INSTRUÇÕES DAS TAREFAS:
1. Traduza para inglês a frase do texto sobre as exposições da Gulbenkian que começa em «“Pose e Variações. Escultura em Paris no tempo de Rodin”» e termina em «pintam os jardins da Fundação.».
2. Escreva a continuação do texto sobre as exposições da Gulbenkian, a partir da última frase apresentada.

TEXTO DE LEITURA:

^^^^^^^^^^^^^^^^

Nos minutos que o tempo faz parecer segundos, explica como é que uma exposição, cuja logística e trabalho transparente de retaguarda podem passar completamente despercebidos ao visitante, envolve, por um lado, governos e dezenas de carros de patrulha ou, por outro, preocupações de milímetros ou de escolhas rigorosas de materiais para que a obra nada perca até ao momento em que se encontra efetivamente disponível para ser apreciada.

“Pose e Variações. Escultura em Paris no tempo de Rodin”, “Al Cartio e Constance Ruth Howes de A a C” e “Arte e Arquitetura entre Lisboa e Bagdade” são algumas das mostras de arte que a Gulbenkian oferece agora, e que jovens universitários apreciam neste dia especial, colorido pelos panfletos amarelos e pelas cores de outono que pintam os jardins da Fundação.

^^^^^^^^^^^^^^^^

EXCERTO DOS DADOS:
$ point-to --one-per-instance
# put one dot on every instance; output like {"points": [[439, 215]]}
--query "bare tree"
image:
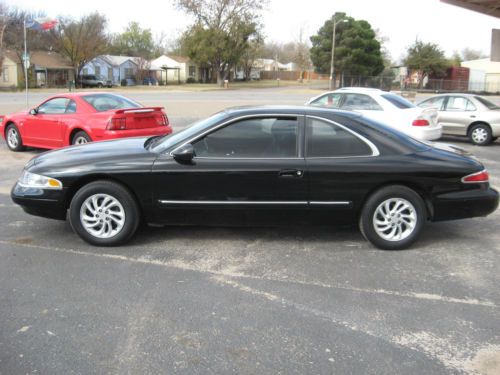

^^^^^^^^^^^^^^^^

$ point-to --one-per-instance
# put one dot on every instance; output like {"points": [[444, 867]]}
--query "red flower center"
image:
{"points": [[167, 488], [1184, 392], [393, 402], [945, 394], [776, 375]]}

^^^^^^^^^^^^^^^^

RESPOSTAS POR ITEM:
1. "Pose and Variations. Sculpture in Paris in the Time of Rodin," "Al Cartio and Constance Ruth Howes from A to C," and "Art and Architecture between Lisbon and Baghdad" are some of the art exhibitions that the Gulbenkian now offers, and which young university students are enjoying on this special day, brightened by the yellow leaflets and by the autumn colors that paint the Foundation's gardens.

2.
A orquestra Gulbenkian abre as portas do ensaio

Daqui também se veem os jardins. Estão lá ao fundo, depois do palco. Mas mais do que ver, o fundamental no Grande Auditório é ouvir. A Orquestra Gulbenkian ensaia o seu reportório, e qualquer um dos participantes pode assistir a uma pequena amostra do que são os bastidores e o trabalho de muitos meses que os concertos condensam em minutos, cuja performance é ditada pelos registos dos compositores.

Lorenzo Viotti é o maestro da Orquestra de formação clássica. Num dia em que a Gulbenkian abre a porta aos jovens universitários, os estudantes têm a possibilidade de contemplar um italiano de vinte e sete anos em cima do pódio, a dirigir os músicos. Não há sequer um único telemóvel nas mãos daqueles estudantes académicos. Ali todos sabem que o trabalho, o conhecimento e arte andam de mãos dadas, e o público opta por admirar a maneira como a música se transforma com o tempo e caminha a perfeição com entrega total. Nada mais importa neste auditório.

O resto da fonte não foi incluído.